Retype the data from the line with "target: horizontal top beam" to the line with "[[191,54],[191,49],[61,51],[61,57],[63,59],[185,58],[190,57]]", keeping every line unchanged.

━━━ Records for this task ━━━

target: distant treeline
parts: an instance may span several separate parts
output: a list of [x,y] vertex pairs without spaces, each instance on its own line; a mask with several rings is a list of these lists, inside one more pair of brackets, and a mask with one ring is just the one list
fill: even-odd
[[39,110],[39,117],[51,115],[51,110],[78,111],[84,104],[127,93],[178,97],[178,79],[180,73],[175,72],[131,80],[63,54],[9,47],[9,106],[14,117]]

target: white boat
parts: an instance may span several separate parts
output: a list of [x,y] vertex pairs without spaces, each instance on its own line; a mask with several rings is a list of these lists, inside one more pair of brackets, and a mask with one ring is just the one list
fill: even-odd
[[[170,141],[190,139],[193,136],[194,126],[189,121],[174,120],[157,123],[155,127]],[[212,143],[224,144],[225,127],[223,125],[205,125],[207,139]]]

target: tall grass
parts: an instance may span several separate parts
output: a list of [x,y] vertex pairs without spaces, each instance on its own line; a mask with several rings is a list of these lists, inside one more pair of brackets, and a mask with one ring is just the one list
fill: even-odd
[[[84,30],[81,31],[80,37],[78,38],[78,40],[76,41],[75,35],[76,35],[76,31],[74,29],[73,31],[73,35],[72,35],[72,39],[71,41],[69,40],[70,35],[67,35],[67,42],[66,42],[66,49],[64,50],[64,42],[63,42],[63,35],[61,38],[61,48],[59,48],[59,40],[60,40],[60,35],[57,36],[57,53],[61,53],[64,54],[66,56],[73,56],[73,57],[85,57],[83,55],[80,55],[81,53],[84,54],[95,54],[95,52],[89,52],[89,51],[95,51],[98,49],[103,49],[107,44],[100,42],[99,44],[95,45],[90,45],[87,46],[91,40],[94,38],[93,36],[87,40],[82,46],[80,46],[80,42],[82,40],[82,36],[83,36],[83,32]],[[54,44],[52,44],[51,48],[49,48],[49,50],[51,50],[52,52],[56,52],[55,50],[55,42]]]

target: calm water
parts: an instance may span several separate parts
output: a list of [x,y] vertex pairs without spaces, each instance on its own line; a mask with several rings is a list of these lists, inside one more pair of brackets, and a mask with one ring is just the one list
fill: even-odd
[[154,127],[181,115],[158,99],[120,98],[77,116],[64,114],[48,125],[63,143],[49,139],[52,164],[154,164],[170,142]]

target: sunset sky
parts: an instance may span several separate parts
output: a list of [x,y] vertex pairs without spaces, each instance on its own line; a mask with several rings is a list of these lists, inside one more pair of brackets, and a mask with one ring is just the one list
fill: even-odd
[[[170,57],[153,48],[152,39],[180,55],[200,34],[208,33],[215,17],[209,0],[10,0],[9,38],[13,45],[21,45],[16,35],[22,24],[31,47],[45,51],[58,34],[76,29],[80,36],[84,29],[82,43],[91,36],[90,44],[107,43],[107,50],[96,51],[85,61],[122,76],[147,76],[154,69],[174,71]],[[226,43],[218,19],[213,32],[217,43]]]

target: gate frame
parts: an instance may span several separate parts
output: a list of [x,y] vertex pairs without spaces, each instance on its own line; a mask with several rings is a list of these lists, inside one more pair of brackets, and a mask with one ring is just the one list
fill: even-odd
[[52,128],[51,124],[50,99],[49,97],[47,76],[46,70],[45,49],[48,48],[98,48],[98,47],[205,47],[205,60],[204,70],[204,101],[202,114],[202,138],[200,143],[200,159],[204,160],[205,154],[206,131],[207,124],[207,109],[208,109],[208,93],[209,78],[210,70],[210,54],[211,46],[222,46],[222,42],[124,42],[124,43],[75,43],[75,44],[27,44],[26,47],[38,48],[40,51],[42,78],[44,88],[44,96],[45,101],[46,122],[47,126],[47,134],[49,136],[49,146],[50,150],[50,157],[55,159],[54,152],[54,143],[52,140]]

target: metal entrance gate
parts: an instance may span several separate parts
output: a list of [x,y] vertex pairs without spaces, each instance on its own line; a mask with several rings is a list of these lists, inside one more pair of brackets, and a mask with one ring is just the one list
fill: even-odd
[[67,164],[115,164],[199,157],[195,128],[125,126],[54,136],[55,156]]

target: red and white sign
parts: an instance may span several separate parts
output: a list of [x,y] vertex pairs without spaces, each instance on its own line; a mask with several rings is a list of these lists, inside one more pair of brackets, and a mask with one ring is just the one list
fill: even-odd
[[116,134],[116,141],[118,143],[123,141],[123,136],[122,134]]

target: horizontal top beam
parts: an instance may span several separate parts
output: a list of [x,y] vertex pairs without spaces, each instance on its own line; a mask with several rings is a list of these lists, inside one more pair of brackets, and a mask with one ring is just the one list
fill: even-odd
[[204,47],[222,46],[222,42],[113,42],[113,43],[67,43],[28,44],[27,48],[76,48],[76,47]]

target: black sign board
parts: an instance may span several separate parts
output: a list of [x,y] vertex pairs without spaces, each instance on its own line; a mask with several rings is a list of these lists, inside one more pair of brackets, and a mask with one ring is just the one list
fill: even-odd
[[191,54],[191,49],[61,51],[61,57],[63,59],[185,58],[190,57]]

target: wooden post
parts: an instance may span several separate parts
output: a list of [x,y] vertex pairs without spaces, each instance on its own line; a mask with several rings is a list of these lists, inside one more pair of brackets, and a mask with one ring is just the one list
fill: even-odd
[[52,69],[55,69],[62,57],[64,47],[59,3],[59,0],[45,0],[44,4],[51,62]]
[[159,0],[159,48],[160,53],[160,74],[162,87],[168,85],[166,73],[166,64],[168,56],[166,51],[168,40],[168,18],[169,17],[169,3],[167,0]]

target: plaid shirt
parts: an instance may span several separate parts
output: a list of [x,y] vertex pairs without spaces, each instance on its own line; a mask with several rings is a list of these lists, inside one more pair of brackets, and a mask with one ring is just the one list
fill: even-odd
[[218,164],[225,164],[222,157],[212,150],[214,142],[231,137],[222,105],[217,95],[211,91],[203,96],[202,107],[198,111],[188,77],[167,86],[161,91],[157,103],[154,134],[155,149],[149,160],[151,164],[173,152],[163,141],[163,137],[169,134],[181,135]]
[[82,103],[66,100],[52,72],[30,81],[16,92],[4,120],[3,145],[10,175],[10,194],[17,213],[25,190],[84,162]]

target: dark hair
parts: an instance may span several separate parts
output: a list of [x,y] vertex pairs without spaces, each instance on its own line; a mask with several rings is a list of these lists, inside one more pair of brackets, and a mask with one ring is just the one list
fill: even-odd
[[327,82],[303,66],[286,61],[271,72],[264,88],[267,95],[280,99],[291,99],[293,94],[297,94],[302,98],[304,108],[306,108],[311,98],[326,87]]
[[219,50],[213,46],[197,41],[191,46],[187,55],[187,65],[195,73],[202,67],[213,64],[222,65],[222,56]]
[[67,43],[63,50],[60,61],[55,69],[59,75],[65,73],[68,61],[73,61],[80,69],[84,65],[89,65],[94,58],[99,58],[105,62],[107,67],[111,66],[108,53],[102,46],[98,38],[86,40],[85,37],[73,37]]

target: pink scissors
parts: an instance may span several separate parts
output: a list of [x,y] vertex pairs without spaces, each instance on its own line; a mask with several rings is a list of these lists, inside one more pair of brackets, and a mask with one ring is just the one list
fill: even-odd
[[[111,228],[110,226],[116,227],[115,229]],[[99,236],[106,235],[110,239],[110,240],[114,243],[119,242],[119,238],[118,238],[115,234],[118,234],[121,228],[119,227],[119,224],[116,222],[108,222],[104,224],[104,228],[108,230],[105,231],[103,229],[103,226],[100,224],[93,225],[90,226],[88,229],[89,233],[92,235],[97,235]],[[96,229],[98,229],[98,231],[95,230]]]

━━━

### Problem solution
target: horizontal top beam
parts: an instance may span several separate parts
output: a list of [x,y] vertex pairs without spaces, each instance on its own line; a mask with several rings is a list of these lists, inside one more pair of brackets, and a mask with one ring is just the one list
fill: even-odd
[[204,47],[222,46],[222,42],[113,42],[113,43],[67,43],[28,44],[27,48],[76,48],[76,47]]

target: black sign board
parts: an instance may span several separate parts
output: a list of [x,y] vertex pairs without spaces, each instance on its own line; a mask with several rings is a list of these lists, inside one more pair of brackets, and a mask with one ring is just the one list
fill: even-odd
[[191,54],[191,49],[61,51],[61,57],[63,59],[185,58],[190,57]]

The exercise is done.